Reproduce word for word the lines of the material starting at the line containing "Search the above image for: cow" and ending at the line containing "xmin=12 ymin=8 xmax=605 ymax=417", including both of those lines.
-- start Supplied data --
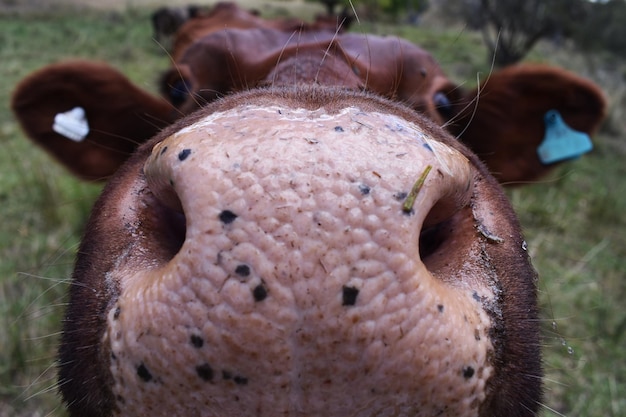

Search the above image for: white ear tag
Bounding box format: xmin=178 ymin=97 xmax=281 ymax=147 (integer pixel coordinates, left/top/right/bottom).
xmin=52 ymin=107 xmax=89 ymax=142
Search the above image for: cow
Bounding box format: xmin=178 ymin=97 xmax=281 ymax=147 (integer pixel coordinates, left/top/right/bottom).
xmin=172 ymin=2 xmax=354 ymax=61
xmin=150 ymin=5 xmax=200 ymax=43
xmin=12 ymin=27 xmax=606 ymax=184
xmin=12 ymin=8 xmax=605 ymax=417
-- end Supplied data --
-- start Supplied data --
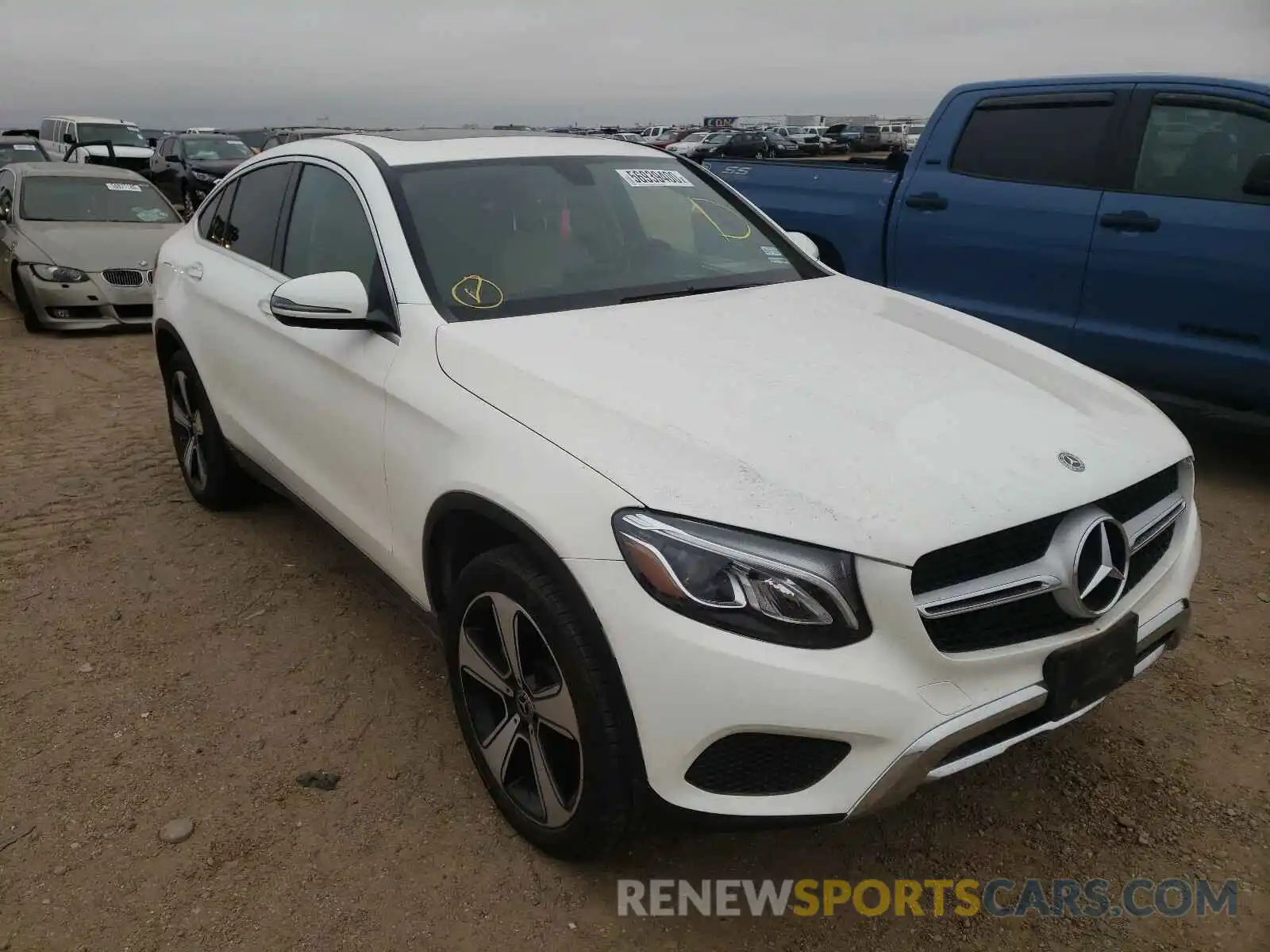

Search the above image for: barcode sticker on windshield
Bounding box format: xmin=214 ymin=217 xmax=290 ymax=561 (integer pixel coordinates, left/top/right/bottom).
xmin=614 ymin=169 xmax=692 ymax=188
-- end Supplied data --
Full answer =
Search the above image for: cow
Bounding box format: xmin=178 ymin=97 xmax=281 ymax=147 (integer pixel coordinates, left/top/right/bottom).
xmin=172 ymin=2 xmax=354 ymax=61
xmin=150 ymin=5 xmax=200 ymax=43
xmin=12 ymin=27 xmax=606 ymax=184
xmin=12 ymin=8 xmax=605 ymax=417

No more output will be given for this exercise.